(TASK DETAILS) Reproduce everything in the passage on Labour's growth plans from "The party has" down to "building-friendly rules-based one.", keeping every word and punctuation mark unchanged.

(STUDY TEXT)
◇ ◇ ◇ ◇ ◇
The party has rightly said that planning reform is vital: Ms Reeves calls planning the “biggest obstacle to growth and investment” in Britain. There is a lot of low-hanging fruit there: only three onshore wind farms have been built in England over the past decade because of retrograde planning rules. In principle a flurry of building could lift growth quickly. But in practice “shovel-ready” projects can often turn out to be anything but. And Labour’s policy proposals appear thinner than the rhetoric behind them (see next story). Critically, Labour has not said much about whether it will try to shift Britain’s heavily discretionary planning system to a more building-friendly rules-based one.

Labour’s approach to the EU is to seek an incrementally better relationship. Agreements on emissions trading and musical touring would be positive, but marginal. Mutual recognition of qualifications and veterinary and phytosanitary regulation (to ease checks on food trade) would be a little more helpful, but trickier to negotiate. The former is contentious within the EU, the latter would make Britain a legal rule-taker.

The big question for Labour is whether it can lay the political groundwork for a deeper reintegration with Europe in a second term, for instance by re-entering the customs union. That would transform British growth prospects much more than anything else currently proposed. But progress there depends partly on an improbable shift in position on the part of the Tories; the EU is unlikely to negotiate a deal that a future British government would be likely to blow up.

Things can maybe get a bit better

Labour’s other big ideas are unlikely to wrench the needle on growth. Its industrial-strategy plans are still opaque. Bidenomics-style splurging is both unproductive and unlikely—Britain simply doesn’t have the money. The green manufacturing sectors that Labour is most preoccupied with comprise just a sliver of Britain’s economy (total production of cars, machinery, electrical equipment and electricity generation adds up to just 3% of British output). A good year for Britain’s legions of lawyers, accountants and consultants would raise growth by much more than an outstanding one in those more eye-catching green sectors.
◇ ◇ ◇ ◇ ◇
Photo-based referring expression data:
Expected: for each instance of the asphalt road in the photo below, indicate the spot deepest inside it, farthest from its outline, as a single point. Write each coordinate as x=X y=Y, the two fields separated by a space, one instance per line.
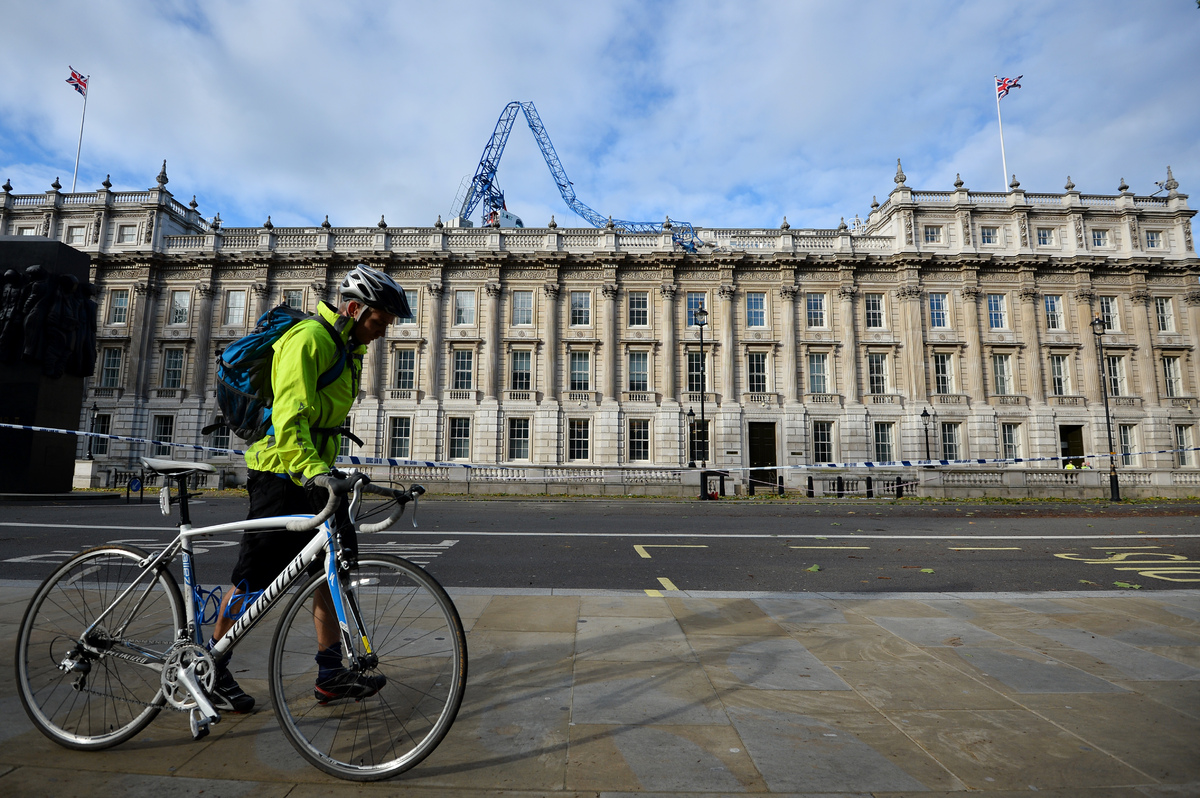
x=689 y=545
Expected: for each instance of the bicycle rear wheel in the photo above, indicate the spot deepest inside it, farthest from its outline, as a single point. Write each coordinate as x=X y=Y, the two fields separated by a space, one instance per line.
x=421 y=648
x=114 y=691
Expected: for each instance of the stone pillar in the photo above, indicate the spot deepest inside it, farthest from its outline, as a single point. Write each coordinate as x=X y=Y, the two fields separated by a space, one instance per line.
x=492 y=361
x=669 y=346
x=975 y=385
x=1032 y=345
x=729 y=393
x=609 y=382
x=550 y=354
x=849 y=370
x=787 y=313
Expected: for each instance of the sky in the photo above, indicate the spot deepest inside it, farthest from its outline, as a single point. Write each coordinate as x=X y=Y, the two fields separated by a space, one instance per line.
x=726 y=114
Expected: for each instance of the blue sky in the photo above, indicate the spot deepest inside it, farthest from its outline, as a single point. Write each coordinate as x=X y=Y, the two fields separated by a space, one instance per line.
x=724 y=114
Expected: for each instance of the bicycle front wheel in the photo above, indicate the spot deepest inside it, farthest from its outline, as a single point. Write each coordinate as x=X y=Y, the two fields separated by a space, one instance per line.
x=97 y=689
x=418 y=637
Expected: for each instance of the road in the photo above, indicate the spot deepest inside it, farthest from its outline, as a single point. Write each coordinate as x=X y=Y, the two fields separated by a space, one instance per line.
x=688 y=545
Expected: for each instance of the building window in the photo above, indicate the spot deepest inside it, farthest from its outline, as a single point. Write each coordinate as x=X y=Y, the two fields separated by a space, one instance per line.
x=580 y=372
x=406 y=370
x=111 y=367
x=1183 y=444
x=1116 y=376
x=756 y=309
x=460 y=438
x=639 y=309
x=639 y=371
x=1002 y=371
x=695 y=303
x=163 y=433
x=577 y=439
x=522 y=307
x=235 y=307
x=1126 y=437
x=822 y=442
x=883 y=442
x=819 y=372
x=463 y=307
x=1110 y=315
x=521 y=372
x=118 y=305
x=1011 y=441
x=943 y=372
x=1165 y=313
x=639 y=439
x=581 y=309
x=180 y=300
x=937 y=317
x=951 y=442
x=173 y=369
x=463 y=370
x=519 y=438
x=874 y=311
x=1170 y=377
x=695 y=372
x=997 y=311
x=877 y=372
x=756 y=372
x=400 y=438
x=1060 y=375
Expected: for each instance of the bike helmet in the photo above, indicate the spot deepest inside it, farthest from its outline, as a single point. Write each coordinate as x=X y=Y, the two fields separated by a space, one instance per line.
x=376 y=289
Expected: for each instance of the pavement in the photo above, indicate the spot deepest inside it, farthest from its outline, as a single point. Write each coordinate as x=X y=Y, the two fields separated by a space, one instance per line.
x=609 y=694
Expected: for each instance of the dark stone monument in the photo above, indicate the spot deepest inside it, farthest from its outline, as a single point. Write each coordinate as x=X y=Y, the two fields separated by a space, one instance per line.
x=41 y=462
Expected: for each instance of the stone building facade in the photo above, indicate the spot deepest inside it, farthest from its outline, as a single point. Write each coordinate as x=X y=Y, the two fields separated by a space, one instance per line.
x=955 y=323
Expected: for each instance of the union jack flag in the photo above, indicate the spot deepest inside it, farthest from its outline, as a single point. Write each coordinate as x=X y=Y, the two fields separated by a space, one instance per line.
x=1003 y=85
x=78 y=81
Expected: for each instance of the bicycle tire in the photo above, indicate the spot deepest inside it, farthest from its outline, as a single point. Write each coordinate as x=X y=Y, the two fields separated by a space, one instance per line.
x=418 y=636
x=119 y=696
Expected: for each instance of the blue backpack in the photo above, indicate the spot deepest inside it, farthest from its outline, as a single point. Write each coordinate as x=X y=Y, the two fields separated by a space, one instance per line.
x=244 y=375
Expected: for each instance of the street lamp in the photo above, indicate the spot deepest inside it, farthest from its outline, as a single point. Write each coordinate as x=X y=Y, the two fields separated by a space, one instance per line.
x=1098 y=331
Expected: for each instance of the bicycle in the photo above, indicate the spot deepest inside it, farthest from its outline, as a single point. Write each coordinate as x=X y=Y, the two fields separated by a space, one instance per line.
x=108 y=640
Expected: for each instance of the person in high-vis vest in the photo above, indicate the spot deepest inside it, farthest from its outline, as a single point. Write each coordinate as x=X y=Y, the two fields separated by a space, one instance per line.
x=301 y=444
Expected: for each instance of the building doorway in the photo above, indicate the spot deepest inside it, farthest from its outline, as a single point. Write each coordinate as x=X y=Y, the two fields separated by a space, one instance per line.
x=762 y=454
x=1071 y=441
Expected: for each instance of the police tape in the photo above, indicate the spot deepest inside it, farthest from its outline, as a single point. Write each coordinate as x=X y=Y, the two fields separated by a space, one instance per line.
x=352 y=460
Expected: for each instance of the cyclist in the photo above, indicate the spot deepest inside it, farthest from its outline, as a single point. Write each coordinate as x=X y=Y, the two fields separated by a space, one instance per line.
x=303 y=444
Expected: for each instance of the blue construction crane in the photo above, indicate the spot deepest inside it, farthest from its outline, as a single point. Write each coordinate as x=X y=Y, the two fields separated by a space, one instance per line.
x=483 y=189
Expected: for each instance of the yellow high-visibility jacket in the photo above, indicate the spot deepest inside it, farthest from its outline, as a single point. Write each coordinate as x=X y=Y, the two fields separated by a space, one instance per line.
x=301 y=355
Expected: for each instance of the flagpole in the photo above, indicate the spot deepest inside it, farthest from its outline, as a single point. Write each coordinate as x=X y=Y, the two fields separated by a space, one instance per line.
x=1003 y=161
x=84 y=117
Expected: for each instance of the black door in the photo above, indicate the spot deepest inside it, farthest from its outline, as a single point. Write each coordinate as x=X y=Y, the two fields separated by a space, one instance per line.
x=762 y=454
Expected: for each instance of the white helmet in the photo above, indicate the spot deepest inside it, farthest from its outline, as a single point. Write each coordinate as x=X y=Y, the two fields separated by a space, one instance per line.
x=376 y=289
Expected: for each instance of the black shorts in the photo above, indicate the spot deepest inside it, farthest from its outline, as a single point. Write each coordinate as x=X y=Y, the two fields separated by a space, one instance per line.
x=263 y=556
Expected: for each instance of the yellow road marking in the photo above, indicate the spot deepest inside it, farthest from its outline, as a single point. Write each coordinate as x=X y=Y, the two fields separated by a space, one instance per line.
x=646 y=555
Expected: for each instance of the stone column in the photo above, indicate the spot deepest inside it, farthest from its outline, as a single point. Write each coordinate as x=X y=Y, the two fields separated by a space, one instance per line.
x=975 y=387
x=669 y=353
x=492 y=361
x=550 y=354
x=729 y=393
x=787 y=313
x=849 y=370
x=1032 y=343
x=609 y=383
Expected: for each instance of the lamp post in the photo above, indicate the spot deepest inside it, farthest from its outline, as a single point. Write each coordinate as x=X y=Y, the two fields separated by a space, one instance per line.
x=1098 y=331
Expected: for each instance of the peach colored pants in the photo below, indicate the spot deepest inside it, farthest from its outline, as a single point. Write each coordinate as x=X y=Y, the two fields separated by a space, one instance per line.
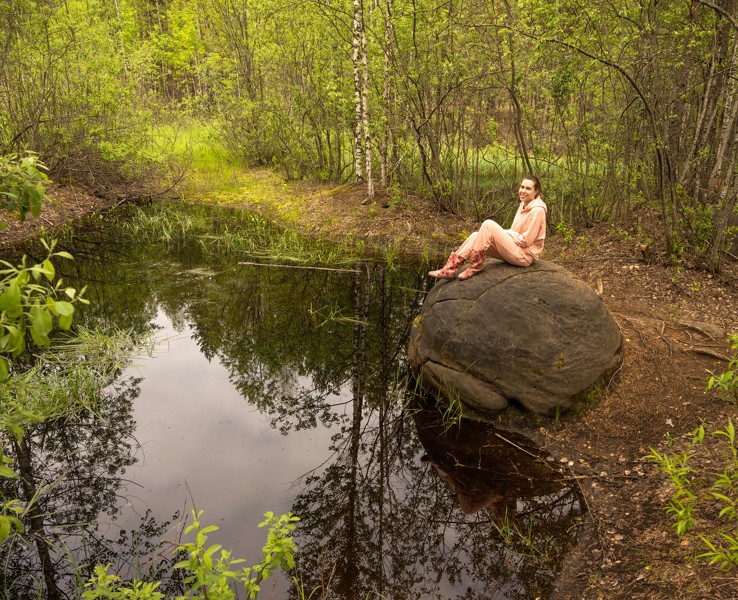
x=496 y=242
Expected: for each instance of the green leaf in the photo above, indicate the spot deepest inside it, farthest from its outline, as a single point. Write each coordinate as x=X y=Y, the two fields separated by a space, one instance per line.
x=10 y=299
x=49 y=270
x=41 y=321
x=65 y=322
x=6 y=471
x=64 y=309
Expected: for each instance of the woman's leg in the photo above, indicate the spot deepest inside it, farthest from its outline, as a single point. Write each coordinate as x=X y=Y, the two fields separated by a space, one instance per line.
x=498 y=243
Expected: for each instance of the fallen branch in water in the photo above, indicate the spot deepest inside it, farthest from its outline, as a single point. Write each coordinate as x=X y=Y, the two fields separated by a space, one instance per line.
x=298 y=267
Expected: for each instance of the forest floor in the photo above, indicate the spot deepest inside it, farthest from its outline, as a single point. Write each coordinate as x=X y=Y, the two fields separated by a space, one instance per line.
x=674 y=319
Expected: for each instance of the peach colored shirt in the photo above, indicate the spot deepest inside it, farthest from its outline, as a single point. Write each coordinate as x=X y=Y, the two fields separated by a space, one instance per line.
x=529 y=227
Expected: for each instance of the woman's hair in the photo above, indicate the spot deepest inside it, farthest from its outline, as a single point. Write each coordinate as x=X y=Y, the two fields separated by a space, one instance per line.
x=536 y=182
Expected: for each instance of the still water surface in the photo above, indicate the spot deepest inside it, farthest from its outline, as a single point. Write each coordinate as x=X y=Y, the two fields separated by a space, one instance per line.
x=287 y=390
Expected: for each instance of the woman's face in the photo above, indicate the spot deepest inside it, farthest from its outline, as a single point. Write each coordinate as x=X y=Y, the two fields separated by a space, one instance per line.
x=527 y=190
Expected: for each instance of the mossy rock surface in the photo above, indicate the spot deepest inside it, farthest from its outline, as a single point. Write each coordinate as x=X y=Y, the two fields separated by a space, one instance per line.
x=537 y=336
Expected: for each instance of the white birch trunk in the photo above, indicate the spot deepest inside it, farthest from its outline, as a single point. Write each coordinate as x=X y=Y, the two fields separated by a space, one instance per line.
x=365 y=114
x=358 y=105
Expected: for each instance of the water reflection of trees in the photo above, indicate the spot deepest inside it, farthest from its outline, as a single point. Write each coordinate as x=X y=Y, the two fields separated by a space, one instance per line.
x=404 y=508
x=80 y=464
x=389 y=513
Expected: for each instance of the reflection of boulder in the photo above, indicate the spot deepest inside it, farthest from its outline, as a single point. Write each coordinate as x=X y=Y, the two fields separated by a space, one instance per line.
x=487 y=469
x=535 y=335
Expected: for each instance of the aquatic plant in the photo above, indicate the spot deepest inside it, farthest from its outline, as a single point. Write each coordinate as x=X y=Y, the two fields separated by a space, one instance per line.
x=697 y=494
x=227 y=232
x=210 y=572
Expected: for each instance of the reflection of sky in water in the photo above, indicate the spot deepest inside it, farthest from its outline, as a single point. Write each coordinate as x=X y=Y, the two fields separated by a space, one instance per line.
x=196 y=430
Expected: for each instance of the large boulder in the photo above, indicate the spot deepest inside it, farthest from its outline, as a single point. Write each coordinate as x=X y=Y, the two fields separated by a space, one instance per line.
x=535 y=335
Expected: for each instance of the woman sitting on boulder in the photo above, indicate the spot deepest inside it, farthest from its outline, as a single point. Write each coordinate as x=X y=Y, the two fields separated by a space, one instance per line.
x=520 y=245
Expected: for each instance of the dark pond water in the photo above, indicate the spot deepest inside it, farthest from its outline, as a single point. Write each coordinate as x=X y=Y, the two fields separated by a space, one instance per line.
x=274 y=389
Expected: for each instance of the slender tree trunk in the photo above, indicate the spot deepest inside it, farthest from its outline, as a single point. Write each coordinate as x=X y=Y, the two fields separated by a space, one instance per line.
x=386 y=90
x=365 y=114
x=358 y=96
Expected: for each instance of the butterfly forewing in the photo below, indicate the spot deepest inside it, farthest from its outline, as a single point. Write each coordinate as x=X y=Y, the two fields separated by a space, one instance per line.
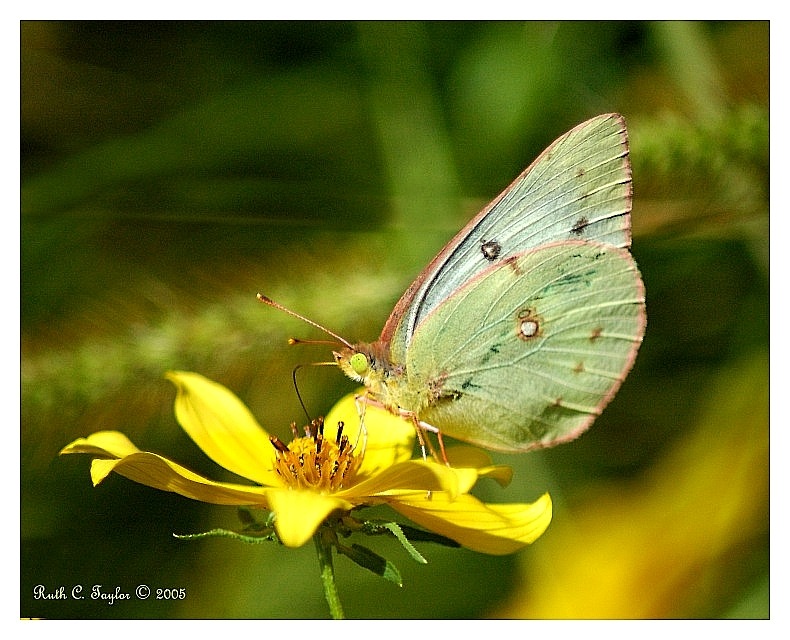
x=579 y=188
x=528 y=353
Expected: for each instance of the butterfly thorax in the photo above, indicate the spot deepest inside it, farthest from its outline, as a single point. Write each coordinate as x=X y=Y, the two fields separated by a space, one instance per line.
x=386 y=381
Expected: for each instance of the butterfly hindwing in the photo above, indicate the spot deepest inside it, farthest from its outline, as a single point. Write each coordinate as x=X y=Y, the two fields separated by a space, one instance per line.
x=528 y=353
x=578 y=189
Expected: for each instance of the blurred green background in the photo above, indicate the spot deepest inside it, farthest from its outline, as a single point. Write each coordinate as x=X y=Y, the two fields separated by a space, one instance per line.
◇ ◇ ◇ ◇ ◇
(ANSWER FOR THE TASK)
The party has rightly said that planning reform is vital: Ms Reeves calls planning the “biggest obstacle to growth and investment” in Britain. There is a lot of low-hanging fruit there: only three onshore wind farms have been built in England over the past decade because of retrograde planning rules. In principle a flurry of building could lift growth quickly. But in practice “shovel-ready” projects can often turn out to be anything but. And Labour’s policy proposals appear thinner than the rhetoric behind them (see next story). Critically, Labour has not said much about whether it will try to shift Britain’s heavily discretionary planning system to a more building-friendly rules-based one.